◆ WHAT IS REQUIRED: Your copy should match the records exactly, except that it contains no pictures.

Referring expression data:
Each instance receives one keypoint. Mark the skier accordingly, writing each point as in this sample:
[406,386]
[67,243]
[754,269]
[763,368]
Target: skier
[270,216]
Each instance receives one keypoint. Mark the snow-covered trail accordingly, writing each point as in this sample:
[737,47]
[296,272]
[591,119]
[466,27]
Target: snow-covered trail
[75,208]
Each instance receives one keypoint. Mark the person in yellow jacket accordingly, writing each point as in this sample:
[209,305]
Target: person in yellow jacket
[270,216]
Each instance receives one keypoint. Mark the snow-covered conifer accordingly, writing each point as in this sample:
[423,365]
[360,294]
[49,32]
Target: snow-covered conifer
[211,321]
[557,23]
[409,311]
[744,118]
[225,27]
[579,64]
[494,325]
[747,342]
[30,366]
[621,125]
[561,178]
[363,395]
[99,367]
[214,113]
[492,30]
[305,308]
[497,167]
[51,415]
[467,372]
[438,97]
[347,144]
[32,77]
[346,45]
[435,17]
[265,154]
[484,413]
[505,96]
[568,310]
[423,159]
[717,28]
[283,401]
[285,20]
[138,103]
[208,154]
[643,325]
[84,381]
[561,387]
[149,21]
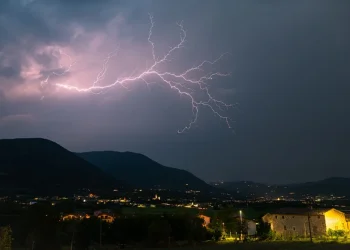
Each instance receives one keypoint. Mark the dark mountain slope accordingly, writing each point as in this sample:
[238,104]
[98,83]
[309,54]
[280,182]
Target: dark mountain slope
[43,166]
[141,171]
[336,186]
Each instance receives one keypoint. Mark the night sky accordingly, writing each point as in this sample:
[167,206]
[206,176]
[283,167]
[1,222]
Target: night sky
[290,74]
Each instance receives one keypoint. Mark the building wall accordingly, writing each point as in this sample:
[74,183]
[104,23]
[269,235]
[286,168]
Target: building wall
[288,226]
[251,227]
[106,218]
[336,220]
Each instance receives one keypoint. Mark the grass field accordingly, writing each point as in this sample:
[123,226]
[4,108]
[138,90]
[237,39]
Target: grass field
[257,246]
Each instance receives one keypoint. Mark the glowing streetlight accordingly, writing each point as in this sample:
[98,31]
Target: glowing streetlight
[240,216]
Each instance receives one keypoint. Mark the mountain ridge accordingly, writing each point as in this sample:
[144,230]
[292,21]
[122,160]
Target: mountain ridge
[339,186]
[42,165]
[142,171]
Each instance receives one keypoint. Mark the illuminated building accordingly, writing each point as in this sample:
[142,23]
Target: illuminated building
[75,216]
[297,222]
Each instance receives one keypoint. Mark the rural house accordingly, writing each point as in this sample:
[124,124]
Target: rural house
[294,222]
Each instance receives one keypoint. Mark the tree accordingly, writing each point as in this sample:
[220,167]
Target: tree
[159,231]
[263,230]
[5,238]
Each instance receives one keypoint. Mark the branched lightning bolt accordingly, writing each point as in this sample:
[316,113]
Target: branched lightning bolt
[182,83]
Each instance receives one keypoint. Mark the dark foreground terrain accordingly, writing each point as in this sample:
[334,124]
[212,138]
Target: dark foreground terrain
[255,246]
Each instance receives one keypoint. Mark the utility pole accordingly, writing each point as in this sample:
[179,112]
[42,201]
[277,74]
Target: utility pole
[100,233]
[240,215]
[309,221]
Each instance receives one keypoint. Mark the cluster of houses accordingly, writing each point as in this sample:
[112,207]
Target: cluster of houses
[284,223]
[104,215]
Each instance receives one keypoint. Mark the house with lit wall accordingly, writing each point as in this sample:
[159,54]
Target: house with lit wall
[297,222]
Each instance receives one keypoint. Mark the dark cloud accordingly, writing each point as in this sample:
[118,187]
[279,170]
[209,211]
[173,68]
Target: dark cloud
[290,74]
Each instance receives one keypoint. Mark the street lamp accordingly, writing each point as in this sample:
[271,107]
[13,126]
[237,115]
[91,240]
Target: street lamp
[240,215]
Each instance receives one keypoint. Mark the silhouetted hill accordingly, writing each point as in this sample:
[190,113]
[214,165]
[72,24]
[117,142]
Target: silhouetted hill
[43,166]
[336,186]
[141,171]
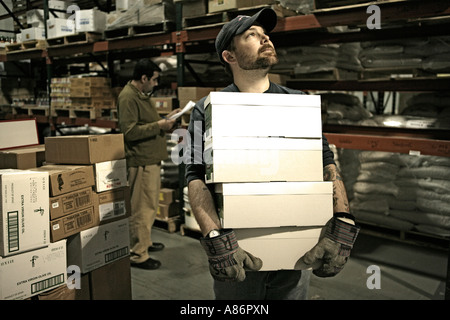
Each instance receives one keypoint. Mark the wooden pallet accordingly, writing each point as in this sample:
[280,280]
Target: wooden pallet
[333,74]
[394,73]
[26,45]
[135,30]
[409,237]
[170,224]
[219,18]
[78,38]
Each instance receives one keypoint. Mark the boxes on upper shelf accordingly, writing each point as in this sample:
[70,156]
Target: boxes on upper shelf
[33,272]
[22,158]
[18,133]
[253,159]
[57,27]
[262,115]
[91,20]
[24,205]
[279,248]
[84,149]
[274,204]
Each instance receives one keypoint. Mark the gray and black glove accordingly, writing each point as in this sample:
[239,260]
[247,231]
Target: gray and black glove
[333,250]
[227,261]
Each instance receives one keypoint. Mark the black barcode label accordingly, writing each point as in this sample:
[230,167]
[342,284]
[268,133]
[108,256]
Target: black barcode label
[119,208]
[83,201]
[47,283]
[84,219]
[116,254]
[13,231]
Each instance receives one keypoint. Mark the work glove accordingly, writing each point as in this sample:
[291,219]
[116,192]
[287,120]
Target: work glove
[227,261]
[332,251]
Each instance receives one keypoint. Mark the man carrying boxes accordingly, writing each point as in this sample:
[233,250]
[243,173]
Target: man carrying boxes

◆ EXPECTED OUTPUT:
Each instance receives one keypoint. Mark the skier accordingly, writing each point as in this sample:
[406,386]
[67,243]
[754,269]
[763,368]
Target: skier
[270,216]
Each instance receives one keypoint. Mark the snow-covered trail accordingly, writing each point as in this sample:
[737,47]
[296,272]
[591,119]
[466,27]
Target: snow-covered trail
[75,208]
Each instance receives one keypoint. Mark the person in yellow jacket accordingly, writing each point as in this sample:
[209,305]
Target: person in yellow jacket
[270,216]
Each instance receives one keypoint. Mark the snow-covered conifer accordingly, writing each point as in this sample:
[423,365]
[360,294]
[49,32]
Target: snow-covered conifer
[211,321]
[557,23]
[409,311]
[744,118]
[225,27]
[579,64]
[494,325]
[747,342]
[30,366]
[621,125]
[561,178]
[363,395]
[99,367]
[214,113]
[492,30]
[305,308]
[497,167]
[51,415]
[467,372]
[438,97]
[347,144]
[32,77]
[346,45]
[435,17]
[265,154]
[484,413]
[505,96]
[568,310]
[423,159]
[717,28]
[283,401]
[285,20]
[138,103]
[208,154]
[643,325]
[84,381]
[561,387]
[149,21]
Each instance receives one keypoint. Mark the dark mountain slope accordingly, writing each point as in this sample:
[238,104]
[98,83]
[309,54]
[280,182]
Target: dark mountain slope
[43,166]
[141,171]
[336,186]
Each instance receives one keypoint. Mark the night sky accordingly, writing each point as in this sample:
[167,206]
[206,176]
[283,167]
[1,222]
Target: night sky
[290,74]
Each instance receives one keypoint. Mark the building wall accordingly, writing each point as in this sample:
[74,183]
[104,23]
[269,235]
[286,168]
Target: building wall
[288,226]
[251,227]
[106,218]
[336,220]
Each instance receives one keypoint. Mark the grass field accordingly, writing each point as in this sample:
[123,226]
[4,108]
[138,90]
[237,39]
Target: grass field
[257,246]
Each instance receives one keypoint. Mark the glowing streetlight accordingly, writing each point as in this sample:
[98,31]
Target: glowing streetlight
[240,216]
Each instance receives one keypoint. Mark the mountain ridge accordingly, writing each point as in this sample:
[144,230]
[292,21]
[122,160]
Target: mountain ridge
[339,186]
[42,165]
[142,171]
Each instance receives one keypoint. Mark the illuminated building accordingly, writing each point as in this sample:
[142,23]
Target: illuminated building
[75,216]
[297,222]
Each instance receives one keypoint. Mark the rural house accordingly, writing each point as in this sample:
[124,124]
Target: rural house
[294,222]
Each instance receives one keypoint. Mark the tree accordingly, writing each point as in this sample:
[220,167]
Target: tree
[159,231]
[263,230]
[5,238]
Each instance receives one keypoint. Mark the branched lightning bolt accordingly, writing each point as in this sample:
[316,113]
Target: branched lightning bolt
[182,83]
Each instance receives one keypoint. Mark the dark foreground terrain accordingly, writing each point as in this sample:
[334,124]
[212,138]
Target: dark foreground terrain
[255,246]
Each instance receives one keypoint. Mark the utility pole accordingly, writing each point as in this sample:
[179,112]
[42,201]
[277,74]
Target: utility pole
[100,233]
[240,215]
[309,221]
Each instance receives one keypoint. Mark the cluster of houses accordingly, writing each point as in this sample:
[112,207]
Target: cluster of houses
[284,223]
[104,215]
Each instance receives one keypoint. Mark the house with lit wall accordingly, writing each point as in this sample:
[159,54]
Target: house with lit wall
[297,222]
Each instance receives one keypoint. Mark the dark cloud accordingly, writing each point as in this sample:
[118,187]
[279,170]
[209,211]
[173,68]
Target: dark cloud
[290,74]
Each instance receives one keypoint. Mark the street lamp accordingly, writing each point as in this sample:
[271,107]
[13,126]
[237,115]
[91,240]
Target: street lamp
[240,215]
Each instance receives one keypoint. Mark the silhouetted hill accordingly, writing each point as in this sample:
[190,113]
[214,165]
[72,24]
[117,142]
Target: silhouetted hill
[43,166]
[336,186]
[141,171]
Each instance receives one keypoint. Mark the wooden pallet accordingly, writing each point as in this sample:
[280,280]
Target: wooden pallet
[333,74]
[394,73]
[26,45]
[135,30]
[409,237]
[170,224]
[219,18]
[78,38]
Each instance receives one keypoint. Mark the boxes on upper shelf accordingly, writing each point as in this sample:
[70,156]
Target: boxes on upper shelf
[33,272]
[22,158]
[18,133]
[253,159]
[57,27]
[262,115]
[91,20]
[24,205]
[279,248]
[84,149]
[274,204]
Each instance receives one keypoint. Mark the gray and black glove accordingly, writing each point as in this sample:
[239,260]
[247,231]
Target: gray and black glove
[333,250]
[227,261]
Each instance receives one keypoint. Mark the black barcode label accordingly, writing each point as in this sample:
[230,167]
[342,284]
[268,133]
[108,256]
Target: black barcode label
[119,208]
[83,201]
[47,283]
[84,219]
[116,254]
[13,231]
Each instance receives one keypoint. Mark the work glove accordingly, writing each point as in this sample:
[291,219]
[116,192]
[287,120]
Target: work glove
[227,261]
[332,251]
Each instance receives one keypoint. Mark the man carrying boxes accordingly, writing each point as in this sample:
[233,250]
[243,173]
Target: man carrying boxes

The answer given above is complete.